[Stored records]
Start of Block
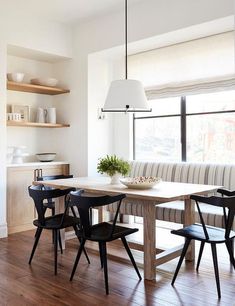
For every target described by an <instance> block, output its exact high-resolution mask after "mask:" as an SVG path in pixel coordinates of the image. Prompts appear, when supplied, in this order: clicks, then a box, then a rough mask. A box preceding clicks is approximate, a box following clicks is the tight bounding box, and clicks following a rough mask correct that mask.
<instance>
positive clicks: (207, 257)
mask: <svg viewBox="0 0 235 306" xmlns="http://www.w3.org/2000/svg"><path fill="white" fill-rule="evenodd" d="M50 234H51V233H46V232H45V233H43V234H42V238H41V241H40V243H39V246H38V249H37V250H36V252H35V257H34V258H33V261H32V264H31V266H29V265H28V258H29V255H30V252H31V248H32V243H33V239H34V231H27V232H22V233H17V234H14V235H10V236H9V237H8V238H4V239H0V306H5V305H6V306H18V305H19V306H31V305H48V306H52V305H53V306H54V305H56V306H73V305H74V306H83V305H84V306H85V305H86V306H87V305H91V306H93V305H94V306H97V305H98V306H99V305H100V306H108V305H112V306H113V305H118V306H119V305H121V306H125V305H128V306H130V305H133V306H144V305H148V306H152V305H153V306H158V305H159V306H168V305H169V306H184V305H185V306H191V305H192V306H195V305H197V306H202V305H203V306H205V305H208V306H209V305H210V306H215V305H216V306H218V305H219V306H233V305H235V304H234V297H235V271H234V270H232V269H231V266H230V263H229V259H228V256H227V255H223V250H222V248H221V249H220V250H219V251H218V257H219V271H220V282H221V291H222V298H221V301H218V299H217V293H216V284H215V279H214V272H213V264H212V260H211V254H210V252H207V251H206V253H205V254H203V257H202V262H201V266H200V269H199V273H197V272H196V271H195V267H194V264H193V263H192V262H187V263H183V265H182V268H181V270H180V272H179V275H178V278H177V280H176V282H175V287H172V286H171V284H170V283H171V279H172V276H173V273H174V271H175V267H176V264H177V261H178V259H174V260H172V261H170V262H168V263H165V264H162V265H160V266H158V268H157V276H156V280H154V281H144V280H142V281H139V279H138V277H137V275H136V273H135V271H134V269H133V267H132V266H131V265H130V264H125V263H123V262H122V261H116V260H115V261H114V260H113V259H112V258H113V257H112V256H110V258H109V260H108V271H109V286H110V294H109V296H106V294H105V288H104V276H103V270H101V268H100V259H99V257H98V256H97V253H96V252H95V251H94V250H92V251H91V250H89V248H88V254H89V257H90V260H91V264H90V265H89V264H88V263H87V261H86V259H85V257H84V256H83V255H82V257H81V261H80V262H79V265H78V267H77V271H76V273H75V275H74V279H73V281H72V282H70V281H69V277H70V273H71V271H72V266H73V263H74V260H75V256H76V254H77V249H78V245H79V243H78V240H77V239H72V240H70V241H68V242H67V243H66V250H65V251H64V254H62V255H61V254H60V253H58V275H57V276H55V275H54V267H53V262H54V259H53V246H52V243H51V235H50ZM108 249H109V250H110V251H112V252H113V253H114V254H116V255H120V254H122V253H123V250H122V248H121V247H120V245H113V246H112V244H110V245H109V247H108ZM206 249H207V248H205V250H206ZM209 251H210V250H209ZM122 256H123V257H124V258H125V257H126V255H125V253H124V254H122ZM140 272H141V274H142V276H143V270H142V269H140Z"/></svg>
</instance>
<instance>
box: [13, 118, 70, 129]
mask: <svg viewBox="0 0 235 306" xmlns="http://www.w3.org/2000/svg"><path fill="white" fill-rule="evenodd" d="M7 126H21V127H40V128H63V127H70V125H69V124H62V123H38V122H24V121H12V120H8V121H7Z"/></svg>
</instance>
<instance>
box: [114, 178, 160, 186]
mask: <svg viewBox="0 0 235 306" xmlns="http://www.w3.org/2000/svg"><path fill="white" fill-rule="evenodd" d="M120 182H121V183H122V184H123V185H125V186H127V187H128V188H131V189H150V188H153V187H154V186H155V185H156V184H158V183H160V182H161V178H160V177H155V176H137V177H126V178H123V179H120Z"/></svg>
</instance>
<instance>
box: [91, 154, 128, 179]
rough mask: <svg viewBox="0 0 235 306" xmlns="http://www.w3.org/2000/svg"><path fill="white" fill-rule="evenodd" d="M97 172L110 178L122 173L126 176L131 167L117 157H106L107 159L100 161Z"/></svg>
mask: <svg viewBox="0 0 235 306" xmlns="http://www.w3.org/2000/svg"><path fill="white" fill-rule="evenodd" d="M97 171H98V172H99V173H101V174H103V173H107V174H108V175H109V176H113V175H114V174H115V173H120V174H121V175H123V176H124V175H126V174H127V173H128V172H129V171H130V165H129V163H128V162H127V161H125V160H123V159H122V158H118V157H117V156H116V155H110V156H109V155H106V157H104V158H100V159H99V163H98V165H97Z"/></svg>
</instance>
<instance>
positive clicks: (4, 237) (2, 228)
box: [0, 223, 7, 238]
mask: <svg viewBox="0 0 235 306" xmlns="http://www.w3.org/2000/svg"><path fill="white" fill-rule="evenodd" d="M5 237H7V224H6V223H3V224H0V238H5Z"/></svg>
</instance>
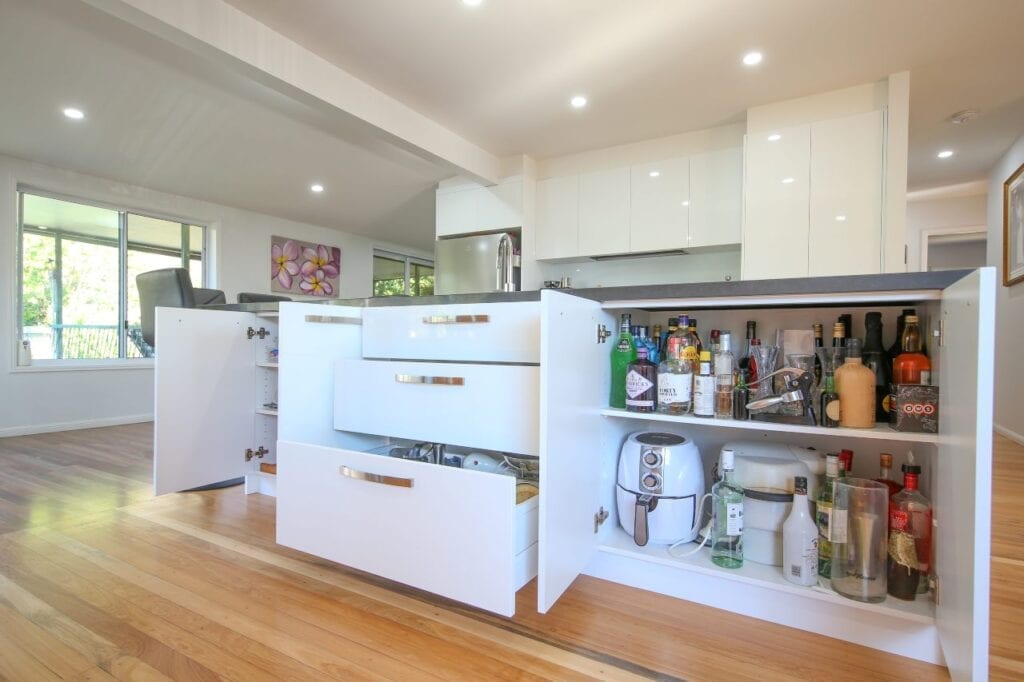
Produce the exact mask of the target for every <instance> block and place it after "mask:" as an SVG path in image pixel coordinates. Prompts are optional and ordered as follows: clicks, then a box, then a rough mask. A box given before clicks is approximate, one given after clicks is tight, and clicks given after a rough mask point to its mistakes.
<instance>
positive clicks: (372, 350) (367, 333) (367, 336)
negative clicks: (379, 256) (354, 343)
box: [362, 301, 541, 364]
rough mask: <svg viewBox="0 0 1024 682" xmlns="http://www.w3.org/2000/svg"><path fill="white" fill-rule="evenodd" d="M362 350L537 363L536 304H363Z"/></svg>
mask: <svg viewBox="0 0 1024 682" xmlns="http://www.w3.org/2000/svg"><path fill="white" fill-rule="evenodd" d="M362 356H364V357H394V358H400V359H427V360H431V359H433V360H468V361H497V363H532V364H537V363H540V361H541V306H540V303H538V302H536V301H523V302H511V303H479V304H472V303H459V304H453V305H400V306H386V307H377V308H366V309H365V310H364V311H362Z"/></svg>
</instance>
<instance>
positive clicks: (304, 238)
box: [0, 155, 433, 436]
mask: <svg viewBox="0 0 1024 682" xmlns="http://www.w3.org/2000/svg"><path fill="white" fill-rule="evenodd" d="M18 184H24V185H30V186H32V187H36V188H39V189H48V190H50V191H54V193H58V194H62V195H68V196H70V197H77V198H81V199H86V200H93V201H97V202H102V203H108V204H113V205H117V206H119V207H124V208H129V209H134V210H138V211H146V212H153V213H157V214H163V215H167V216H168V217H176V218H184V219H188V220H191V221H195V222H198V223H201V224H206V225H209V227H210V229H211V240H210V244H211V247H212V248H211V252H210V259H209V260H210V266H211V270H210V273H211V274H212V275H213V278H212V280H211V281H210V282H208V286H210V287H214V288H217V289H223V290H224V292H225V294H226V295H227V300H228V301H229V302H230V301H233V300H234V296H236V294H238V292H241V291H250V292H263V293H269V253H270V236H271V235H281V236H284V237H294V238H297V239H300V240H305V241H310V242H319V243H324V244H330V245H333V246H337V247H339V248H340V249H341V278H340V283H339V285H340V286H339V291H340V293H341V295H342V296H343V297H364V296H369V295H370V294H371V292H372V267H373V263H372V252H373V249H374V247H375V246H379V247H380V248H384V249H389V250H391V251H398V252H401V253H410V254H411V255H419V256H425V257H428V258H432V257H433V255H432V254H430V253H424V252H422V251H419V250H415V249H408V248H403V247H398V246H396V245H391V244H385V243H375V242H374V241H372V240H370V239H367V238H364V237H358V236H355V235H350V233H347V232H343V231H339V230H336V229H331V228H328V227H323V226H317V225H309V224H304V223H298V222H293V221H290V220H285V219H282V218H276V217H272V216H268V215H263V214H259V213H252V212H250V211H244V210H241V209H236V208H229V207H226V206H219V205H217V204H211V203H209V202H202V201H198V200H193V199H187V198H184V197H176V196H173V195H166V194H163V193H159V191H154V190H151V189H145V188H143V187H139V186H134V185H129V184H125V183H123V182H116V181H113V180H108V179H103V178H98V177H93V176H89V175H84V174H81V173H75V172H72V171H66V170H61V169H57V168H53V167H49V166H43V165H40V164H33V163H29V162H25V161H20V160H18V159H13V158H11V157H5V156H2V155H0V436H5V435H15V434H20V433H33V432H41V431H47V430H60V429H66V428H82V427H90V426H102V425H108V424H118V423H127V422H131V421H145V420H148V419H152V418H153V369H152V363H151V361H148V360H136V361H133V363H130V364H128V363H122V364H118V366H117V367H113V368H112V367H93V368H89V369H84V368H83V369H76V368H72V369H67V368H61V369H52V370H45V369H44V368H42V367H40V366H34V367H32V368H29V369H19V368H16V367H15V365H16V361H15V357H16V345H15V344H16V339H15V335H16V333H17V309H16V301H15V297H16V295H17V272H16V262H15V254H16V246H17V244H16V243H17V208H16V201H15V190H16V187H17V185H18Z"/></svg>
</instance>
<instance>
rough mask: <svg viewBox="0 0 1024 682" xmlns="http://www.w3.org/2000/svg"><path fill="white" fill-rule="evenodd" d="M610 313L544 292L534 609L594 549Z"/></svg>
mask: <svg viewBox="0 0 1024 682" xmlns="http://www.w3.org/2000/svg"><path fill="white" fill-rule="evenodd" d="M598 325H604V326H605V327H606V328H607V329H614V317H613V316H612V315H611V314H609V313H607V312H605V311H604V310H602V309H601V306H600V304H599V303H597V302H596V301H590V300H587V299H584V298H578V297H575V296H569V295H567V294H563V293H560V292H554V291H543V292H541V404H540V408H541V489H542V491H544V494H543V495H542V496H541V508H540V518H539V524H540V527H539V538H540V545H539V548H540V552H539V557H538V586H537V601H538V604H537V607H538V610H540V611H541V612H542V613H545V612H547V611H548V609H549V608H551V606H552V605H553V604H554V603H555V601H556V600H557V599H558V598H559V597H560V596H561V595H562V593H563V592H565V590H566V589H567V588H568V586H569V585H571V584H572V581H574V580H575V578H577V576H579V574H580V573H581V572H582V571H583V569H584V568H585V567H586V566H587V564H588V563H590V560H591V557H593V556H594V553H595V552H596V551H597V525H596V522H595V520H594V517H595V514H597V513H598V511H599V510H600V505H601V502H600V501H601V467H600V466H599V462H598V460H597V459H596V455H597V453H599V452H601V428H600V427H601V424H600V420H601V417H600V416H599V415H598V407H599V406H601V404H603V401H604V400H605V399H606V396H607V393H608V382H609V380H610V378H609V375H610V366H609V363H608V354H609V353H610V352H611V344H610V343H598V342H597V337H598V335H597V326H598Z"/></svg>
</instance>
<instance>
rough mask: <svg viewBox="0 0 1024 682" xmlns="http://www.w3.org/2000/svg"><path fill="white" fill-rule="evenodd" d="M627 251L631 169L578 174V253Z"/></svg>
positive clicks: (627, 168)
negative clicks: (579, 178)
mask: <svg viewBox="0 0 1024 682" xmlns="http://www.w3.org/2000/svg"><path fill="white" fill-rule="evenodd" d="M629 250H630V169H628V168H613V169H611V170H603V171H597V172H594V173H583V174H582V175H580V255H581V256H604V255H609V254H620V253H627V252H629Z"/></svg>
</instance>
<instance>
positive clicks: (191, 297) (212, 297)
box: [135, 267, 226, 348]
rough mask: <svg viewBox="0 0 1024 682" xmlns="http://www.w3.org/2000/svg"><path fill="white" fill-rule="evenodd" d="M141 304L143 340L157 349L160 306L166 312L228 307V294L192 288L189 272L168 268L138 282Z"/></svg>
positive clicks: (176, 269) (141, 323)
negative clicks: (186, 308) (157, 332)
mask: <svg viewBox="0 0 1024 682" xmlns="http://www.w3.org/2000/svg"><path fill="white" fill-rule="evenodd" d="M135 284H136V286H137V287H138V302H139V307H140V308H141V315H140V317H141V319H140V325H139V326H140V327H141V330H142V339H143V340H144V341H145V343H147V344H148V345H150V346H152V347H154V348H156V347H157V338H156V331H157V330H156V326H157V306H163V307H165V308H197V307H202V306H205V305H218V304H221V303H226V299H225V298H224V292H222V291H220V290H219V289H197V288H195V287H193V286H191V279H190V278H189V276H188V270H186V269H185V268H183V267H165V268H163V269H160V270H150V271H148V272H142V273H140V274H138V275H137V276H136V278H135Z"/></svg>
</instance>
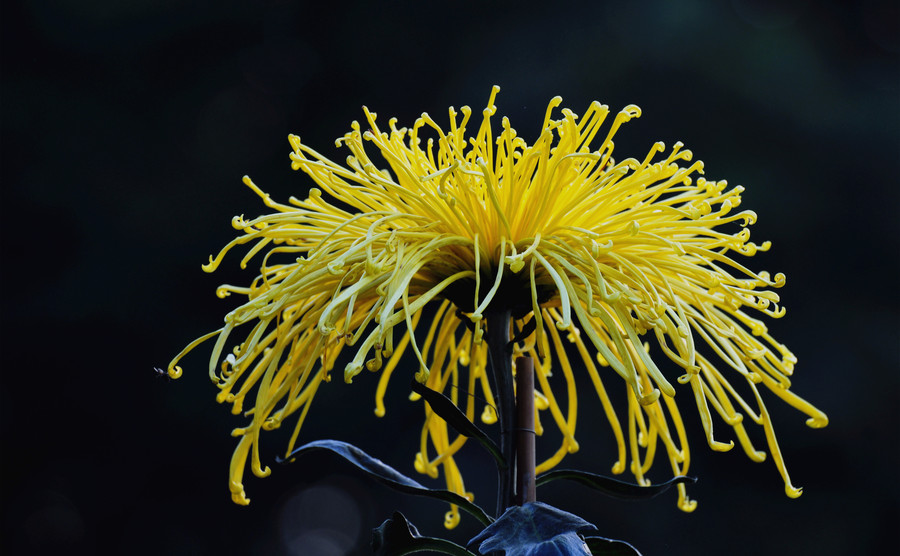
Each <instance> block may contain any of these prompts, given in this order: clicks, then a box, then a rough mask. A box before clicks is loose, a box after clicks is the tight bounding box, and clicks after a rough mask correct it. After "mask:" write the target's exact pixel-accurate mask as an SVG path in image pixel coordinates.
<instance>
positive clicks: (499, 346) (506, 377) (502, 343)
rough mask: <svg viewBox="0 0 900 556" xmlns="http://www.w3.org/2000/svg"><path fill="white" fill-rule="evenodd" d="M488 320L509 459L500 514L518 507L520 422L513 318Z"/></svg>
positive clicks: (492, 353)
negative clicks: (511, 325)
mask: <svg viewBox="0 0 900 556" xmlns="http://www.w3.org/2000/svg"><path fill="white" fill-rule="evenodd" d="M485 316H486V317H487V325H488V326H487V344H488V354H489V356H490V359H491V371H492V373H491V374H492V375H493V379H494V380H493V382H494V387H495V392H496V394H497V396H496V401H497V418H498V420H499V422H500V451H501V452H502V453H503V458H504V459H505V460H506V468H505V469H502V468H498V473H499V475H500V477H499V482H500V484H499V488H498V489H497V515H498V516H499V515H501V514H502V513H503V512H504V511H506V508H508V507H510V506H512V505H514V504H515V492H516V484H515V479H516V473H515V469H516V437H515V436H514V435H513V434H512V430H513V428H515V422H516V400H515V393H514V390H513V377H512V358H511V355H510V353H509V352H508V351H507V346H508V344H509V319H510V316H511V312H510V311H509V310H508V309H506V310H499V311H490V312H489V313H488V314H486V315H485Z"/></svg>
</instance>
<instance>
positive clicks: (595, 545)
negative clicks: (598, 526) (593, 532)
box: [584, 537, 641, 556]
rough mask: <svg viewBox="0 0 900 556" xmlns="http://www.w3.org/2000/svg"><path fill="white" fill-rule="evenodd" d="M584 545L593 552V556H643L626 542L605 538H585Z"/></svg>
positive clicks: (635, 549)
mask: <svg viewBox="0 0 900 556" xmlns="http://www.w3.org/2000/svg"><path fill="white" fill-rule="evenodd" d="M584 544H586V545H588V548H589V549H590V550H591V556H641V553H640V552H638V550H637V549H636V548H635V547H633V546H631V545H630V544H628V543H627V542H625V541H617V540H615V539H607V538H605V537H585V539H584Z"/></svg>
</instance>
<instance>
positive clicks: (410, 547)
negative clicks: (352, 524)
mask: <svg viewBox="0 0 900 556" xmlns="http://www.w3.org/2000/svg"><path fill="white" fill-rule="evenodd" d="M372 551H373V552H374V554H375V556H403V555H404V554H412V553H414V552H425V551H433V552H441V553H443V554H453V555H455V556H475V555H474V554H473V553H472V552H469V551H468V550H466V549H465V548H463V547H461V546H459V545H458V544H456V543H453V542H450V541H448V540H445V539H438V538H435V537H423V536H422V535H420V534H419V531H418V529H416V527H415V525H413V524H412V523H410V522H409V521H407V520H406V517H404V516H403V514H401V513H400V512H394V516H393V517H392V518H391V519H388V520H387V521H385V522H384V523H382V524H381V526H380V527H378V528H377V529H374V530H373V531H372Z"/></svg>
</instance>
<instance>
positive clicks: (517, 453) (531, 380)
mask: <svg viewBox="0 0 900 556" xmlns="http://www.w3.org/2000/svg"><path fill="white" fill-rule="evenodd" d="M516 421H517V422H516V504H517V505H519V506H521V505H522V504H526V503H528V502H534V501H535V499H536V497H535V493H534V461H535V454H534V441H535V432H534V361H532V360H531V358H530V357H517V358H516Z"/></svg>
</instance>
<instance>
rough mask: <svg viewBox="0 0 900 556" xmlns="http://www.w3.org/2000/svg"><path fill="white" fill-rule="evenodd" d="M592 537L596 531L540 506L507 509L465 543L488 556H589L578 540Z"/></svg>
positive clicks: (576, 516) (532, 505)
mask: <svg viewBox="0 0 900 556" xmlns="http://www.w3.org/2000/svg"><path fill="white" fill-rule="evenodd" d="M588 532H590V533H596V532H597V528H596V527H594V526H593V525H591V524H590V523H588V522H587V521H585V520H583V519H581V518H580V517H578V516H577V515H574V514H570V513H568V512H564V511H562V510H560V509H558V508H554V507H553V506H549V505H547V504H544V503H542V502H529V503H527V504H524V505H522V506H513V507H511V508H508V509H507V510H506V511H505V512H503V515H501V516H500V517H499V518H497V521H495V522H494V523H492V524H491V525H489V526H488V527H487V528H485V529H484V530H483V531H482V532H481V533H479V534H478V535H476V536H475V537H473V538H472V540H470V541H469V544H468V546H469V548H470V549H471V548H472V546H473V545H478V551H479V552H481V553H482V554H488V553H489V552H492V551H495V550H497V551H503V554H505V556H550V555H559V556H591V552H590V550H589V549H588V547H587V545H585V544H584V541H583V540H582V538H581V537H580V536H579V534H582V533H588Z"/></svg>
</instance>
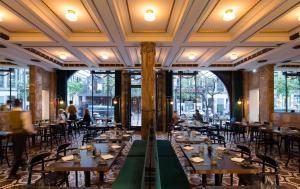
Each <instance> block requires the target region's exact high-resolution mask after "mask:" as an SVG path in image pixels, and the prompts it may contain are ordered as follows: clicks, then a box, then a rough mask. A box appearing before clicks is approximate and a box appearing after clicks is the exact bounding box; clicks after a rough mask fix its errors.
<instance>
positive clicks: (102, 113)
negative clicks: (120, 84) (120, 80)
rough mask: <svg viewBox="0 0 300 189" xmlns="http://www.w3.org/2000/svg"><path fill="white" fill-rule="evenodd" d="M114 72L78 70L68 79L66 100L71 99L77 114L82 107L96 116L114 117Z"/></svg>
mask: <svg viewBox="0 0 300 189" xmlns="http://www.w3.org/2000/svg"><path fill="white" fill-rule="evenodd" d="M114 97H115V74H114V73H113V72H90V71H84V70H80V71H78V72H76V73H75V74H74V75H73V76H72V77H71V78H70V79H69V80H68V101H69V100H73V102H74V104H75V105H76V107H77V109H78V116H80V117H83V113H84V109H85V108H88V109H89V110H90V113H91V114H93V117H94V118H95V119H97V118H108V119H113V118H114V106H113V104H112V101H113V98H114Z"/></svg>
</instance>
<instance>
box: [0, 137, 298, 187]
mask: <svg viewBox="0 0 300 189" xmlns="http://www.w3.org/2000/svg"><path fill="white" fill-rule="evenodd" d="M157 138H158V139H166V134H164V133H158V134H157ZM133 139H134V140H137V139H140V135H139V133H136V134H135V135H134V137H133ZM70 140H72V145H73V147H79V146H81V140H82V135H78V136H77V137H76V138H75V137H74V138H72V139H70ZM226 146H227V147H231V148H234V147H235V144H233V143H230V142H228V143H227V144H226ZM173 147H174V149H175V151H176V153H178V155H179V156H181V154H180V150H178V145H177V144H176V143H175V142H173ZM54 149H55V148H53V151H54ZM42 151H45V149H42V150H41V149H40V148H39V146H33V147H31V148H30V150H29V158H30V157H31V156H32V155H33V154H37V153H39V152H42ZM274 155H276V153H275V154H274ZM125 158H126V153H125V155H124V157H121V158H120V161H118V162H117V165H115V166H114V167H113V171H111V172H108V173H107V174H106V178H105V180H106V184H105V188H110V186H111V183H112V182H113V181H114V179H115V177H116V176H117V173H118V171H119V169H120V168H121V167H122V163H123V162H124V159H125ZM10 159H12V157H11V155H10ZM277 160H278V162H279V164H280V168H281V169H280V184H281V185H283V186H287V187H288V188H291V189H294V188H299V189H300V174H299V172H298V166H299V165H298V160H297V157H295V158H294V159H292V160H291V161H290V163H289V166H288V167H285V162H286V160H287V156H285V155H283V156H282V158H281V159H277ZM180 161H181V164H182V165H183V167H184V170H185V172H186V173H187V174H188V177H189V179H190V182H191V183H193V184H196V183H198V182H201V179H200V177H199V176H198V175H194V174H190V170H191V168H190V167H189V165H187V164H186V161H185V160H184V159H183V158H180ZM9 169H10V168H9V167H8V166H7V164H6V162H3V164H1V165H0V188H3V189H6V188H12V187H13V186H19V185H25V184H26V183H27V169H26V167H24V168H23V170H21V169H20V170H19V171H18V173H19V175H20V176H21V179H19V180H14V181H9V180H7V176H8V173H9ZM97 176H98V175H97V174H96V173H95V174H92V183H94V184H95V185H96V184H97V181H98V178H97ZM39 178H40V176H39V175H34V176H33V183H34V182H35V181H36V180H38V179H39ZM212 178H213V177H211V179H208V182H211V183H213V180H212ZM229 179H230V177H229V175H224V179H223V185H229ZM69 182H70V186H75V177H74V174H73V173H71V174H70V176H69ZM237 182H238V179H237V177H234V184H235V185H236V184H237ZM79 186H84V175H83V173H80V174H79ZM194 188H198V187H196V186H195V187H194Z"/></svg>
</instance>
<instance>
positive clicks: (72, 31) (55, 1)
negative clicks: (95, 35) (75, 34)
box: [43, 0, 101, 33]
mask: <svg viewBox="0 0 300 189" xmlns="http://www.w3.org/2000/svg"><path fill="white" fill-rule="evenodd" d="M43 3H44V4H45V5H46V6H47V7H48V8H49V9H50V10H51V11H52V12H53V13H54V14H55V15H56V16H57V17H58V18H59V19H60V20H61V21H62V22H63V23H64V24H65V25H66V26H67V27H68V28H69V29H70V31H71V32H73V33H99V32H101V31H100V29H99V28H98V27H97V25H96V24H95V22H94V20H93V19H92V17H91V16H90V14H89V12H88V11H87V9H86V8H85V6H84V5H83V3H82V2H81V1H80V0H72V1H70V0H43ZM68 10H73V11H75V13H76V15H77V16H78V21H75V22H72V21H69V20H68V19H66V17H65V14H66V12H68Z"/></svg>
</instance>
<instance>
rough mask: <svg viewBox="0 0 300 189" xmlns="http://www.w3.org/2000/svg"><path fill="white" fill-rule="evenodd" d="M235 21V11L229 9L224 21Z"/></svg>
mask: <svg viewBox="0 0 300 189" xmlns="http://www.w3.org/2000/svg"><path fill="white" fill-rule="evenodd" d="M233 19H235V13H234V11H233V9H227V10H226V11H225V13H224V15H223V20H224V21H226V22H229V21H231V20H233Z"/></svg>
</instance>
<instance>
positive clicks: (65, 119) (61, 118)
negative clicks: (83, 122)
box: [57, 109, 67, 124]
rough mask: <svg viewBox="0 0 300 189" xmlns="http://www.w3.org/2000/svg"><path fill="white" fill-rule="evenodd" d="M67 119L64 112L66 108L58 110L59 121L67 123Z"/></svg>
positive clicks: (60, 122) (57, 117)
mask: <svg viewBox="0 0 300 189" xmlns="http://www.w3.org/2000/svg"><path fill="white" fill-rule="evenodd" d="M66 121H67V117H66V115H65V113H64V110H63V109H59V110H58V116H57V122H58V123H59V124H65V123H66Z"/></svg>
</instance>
End of Block
*Problem statement*
Find every line in the records that uses the string "resolution", then copy it.

*Your response*
For every target described by an <instance> block, output its exact high-resolution mask after "mask:" as an SVG path in pixel coordinates of the image. Prompts appear, when supplied, in this order: clicks, then a box, then a rough mask. A box preceding clicks is approximate, a box following clicks is the tight bounding box, and clicks following a rough mask correct that mask.
Each <instance> block requires the target region's exact high-resolution mask after "mask:" as an SVG path in image pixels, and the prompts it may contain are ordered as follows: clicks, then a box, then a rough mask. A box appearing before clicks is approximate and a box appearing after clicks is the exact bounding box; clicks after a rough mask fix its errors.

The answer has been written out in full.